Please reproduce the listing below word for word, starting at its first line and ending at the line that contains "column 249, row 108", both of those lines included.

* Begin *

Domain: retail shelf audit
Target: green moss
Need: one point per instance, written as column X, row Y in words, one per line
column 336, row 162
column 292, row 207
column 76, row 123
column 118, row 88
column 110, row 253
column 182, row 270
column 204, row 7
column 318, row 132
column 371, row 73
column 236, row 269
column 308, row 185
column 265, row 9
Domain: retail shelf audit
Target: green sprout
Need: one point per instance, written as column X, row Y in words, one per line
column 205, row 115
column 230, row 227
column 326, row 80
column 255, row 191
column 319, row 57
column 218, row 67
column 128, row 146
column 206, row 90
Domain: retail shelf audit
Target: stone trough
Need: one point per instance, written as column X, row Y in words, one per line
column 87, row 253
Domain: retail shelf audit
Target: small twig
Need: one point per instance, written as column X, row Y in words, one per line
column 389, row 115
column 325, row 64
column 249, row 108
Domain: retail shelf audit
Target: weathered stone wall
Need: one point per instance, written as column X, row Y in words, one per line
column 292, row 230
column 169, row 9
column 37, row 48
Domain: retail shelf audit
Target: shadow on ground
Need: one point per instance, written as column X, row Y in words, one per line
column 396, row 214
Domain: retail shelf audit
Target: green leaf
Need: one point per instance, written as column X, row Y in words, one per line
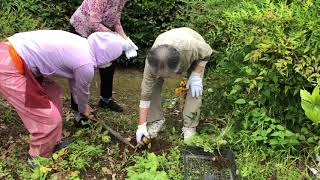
column 240, row 101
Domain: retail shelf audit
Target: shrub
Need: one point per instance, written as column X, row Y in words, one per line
column 266, row 52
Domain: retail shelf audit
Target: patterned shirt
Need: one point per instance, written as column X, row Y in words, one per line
column 192, row 48
column 98, row 16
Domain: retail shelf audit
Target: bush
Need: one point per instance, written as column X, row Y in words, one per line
column 266, row 52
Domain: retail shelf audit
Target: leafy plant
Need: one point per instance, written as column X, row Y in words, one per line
column 311, row 103
column 147, row 168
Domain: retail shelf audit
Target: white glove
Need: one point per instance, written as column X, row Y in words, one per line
column 195, row 84
column 131, row 53
column 142, row 131
column 131, row 43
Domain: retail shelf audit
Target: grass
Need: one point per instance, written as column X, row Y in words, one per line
column 96, row 154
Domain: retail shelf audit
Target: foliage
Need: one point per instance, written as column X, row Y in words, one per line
column 263, row 164
column 145, row 20
column 311, row 103
column 151, row 166
column 146, row 168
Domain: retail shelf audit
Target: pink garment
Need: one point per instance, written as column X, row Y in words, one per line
column 52, row 53
column 98, row 16
column 44, row 125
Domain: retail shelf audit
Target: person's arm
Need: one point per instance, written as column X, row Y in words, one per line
column 80, row 87
column 96, row 15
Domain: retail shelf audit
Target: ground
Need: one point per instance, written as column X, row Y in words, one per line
column 106, row 159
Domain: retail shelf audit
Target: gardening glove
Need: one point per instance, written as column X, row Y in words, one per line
column 195, row 84
column 132, row 45
column 131, row 53
column 142, row 131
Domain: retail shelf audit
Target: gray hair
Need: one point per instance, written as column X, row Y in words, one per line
column 163, row 59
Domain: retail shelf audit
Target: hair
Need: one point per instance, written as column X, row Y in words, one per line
column 163, row 58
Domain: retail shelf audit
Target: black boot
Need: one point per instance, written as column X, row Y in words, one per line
column 111, row 105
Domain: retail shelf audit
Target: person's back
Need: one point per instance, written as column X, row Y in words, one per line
column 52, row 52
column 190, row 44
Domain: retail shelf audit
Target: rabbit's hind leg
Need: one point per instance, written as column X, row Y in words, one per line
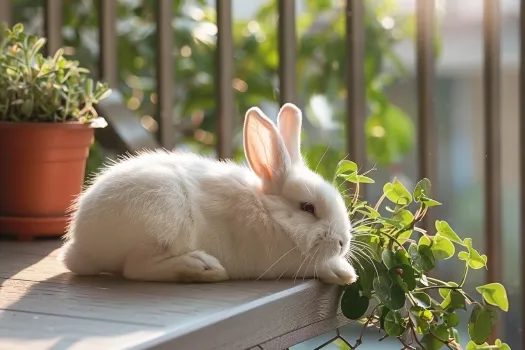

* End *

### EXPECTED ANSWER
Domain: retail shelf audit
Target: green moss
Need: one point per instance, written as column X, row Y in words, one per line
column 336, row 162
column 292, row 207
column 76, row 123
column 118, row 88
column 110, row 253
column 182, row 270
column 204, row 7
column 318, row 132
column 371, row 73
column 236, row 269
column 308, row 185
column 265, row 9
Domain: retail shelf audit
Target: green sprout
Need: one point per instance, written as column X, row Y in words, one per line
column 205, row 115
column 230, row 227
column 326, row 80
column 255, row 191
column 319, row 57
column 218, row 67
column 128, row 146
column 206, row 90
Domain: retail shelf audit
Target: stone trough
Need: one point per instance, written as column X, row Y in words, one per line
column 87, row 253
Domain: retail shelf audit
Target: small twig
Need: one point per instance, written as column X, row Y in words, one per line
column 389, row 115
column 325, row 64
column 249, row 108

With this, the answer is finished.